Data in this exercise:
--

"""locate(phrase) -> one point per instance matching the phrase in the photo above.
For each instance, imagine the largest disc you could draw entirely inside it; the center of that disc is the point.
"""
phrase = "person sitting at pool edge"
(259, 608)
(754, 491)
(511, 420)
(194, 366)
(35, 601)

--

Exercise description:
Copy the listing above line for line, with no changes.

Solution to this task:
"""locate(phrase) -> one point per instance matching the phrase in the photo above.
For each instance, imagine the largest disc you could draw entirely inside it; the center of that disc is the point.
"""
phrase = "person sitting at pool edge"
(259, 608)
(754, 491)
(511, 420)
(194, 366)
(35, 601)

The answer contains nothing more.